> Exercise
For the entries below, repeat exactly each line starting with the one that contains "pants in the photo above." and going on through the one that contains "pole in the photo above.", and no others.

(Stored items from a collection)

::::::::

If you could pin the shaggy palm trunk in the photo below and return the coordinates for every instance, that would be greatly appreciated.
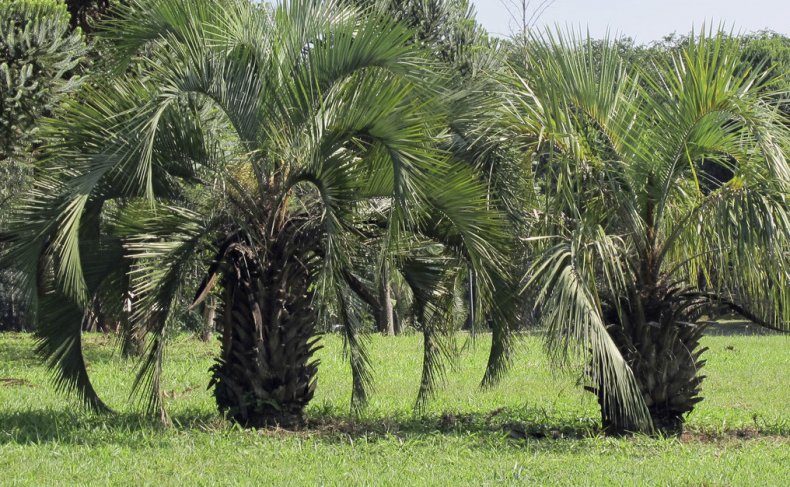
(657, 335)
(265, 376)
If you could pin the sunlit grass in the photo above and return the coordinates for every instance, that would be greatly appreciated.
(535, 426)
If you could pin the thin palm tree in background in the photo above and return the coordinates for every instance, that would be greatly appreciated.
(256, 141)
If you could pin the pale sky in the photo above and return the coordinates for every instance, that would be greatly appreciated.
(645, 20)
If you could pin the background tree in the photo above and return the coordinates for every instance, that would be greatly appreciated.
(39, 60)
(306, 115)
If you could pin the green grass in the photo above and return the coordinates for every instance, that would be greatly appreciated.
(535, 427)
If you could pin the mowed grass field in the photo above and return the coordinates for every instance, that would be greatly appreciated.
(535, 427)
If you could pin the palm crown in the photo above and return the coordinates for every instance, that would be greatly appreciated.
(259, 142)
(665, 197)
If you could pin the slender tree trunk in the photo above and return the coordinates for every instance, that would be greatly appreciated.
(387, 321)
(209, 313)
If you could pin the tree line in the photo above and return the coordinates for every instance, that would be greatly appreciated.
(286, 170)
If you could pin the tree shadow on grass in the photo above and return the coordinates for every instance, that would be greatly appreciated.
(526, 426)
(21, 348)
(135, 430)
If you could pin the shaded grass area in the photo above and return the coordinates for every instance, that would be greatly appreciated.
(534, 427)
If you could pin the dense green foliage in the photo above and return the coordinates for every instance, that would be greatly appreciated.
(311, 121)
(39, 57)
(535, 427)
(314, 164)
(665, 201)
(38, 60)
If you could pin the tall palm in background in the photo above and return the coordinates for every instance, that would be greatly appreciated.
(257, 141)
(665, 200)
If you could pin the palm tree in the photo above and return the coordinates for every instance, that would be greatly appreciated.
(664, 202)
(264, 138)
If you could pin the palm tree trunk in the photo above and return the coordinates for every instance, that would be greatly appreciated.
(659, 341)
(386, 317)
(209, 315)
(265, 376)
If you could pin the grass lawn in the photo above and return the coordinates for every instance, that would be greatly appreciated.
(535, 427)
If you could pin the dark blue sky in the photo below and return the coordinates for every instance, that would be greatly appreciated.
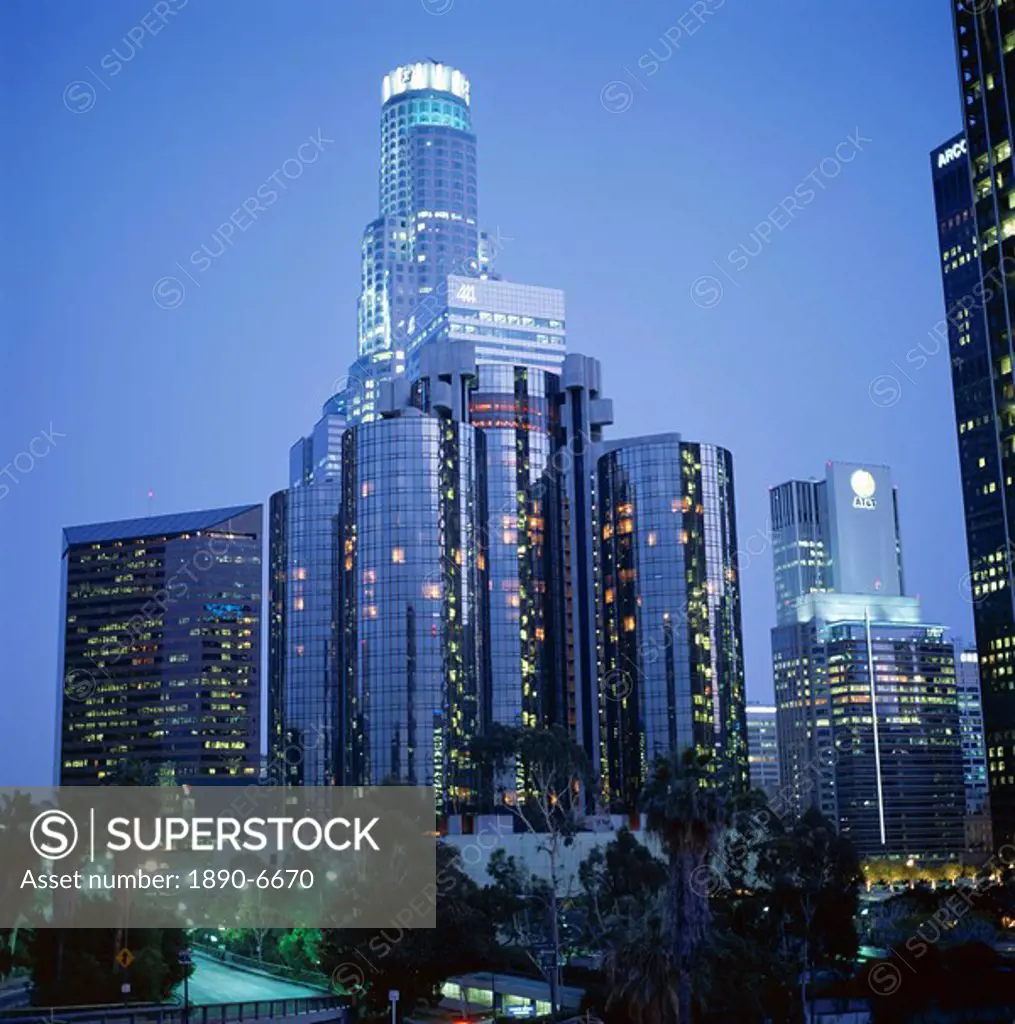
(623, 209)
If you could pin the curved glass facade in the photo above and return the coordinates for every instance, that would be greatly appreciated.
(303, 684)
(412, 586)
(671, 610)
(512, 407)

::::::::

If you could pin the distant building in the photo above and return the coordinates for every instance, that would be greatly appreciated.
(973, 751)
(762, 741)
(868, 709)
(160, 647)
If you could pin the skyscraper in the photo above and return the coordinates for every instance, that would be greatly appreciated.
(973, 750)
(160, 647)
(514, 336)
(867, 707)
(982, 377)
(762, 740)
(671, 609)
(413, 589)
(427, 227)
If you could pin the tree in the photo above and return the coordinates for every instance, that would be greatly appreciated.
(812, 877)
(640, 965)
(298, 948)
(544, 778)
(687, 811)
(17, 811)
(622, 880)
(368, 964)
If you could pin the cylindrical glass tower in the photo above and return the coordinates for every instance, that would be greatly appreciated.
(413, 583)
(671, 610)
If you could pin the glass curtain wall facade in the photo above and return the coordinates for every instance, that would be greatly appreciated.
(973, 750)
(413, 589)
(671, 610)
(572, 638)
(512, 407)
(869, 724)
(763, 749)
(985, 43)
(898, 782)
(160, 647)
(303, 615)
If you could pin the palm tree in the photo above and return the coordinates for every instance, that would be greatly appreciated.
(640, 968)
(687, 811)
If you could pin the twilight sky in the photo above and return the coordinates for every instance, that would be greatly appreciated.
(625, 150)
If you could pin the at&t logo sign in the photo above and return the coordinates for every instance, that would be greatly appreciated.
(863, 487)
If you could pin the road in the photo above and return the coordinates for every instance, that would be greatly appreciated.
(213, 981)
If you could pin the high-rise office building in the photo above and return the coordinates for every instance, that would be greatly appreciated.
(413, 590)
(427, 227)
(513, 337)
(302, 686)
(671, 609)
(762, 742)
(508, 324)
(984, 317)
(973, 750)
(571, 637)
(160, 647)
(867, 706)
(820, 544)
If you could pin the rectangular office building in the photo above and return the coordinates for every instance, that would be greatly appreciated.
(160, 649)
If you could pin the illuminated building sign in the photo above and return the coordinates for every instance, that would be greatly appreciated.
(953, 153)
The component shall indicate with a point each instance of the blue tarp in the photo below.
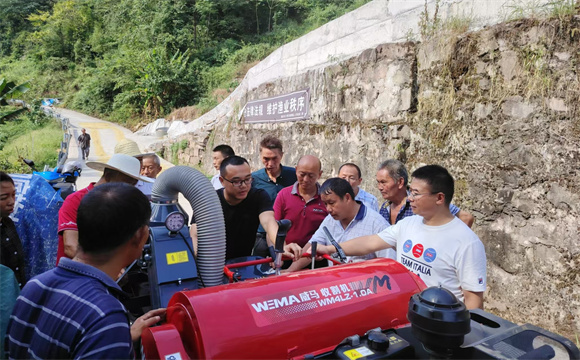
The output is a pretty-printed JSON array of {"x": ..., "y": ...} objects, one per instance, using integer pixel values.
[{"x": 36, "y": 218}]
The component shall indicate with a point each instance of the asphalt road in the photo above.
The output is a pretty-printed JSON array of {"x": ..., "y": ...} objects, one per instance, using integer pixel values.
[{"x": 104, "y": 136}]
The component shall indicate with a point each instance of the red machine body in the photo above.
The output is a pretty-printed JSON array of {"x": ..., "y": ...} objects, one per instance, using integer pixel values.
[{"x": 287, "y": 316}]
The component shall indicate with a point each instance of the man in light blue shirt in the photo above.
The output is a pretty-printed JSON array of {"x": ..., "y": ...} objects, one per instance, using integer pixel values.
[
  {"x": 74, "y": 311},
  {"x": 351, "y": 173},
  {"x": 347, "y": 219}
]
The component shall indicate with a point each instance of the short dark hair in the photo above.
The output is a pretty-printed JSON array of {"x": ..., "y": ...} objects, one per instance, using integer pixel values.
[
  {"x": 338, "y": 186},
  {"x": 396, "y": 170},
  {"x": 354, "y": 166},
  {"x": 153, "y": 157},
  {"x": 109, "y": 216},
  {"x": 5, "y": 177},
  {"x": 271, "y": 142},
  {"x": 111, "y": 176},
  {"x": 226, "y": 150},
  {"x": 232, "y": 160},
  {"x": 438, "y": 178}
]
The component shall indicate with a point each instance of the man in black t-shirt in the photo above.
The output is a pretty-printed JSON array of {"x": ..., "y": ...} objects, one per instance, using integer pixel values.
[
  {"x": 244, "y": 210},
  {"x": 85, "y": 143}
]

::::::::

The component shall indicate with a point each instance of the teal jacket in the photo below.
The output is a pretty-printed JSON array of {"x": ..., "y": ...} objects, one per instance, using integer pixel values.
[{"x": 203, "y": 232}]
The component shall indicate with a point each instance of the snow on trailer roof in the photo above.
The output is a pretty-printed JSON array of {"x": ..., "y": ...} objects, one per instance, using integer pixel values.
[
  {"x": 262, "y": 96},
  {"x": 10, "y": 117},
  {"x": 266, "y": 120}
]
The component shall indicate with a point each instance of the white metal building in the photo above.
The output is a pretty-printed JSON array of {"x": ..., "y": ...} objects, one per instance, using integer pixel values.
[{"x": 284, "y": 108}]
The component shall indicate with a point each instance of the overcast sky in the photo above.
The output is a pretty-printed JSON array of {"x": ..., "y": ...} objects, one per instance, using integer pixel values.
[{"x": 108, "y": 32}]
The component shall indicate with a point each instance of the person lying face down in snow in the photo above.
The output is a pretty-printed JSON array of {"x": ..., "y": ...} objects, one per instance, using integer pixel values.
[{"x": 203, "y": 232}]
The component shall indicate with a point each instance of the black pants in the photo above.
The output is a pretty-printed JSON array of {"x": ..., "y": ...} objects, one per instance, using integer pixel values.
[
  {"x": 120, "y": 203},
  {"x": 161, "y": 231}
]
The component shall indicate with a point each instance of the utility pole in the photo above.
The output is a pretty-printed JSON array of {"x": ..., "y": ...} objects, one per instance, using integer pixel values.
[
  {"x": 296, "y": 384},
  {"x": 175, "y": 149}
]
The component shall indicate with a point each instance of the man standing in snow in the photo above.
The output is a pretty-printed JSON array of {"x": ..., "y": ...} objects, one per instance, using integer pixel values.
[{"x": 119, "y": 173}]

::::::::

> Answer box
The component shall indicate with a point each instance of the black pants in the photo above.
The output is a pretty-printed JSON array of {"x": ..., "y": ...} objects, one per instance, using integer pixel values.
[
  {"x": 120, "y": 203},
  {"x": 161, "y": 231}
]
The component shall indicate with a point each instance of the utility pole in the photo above.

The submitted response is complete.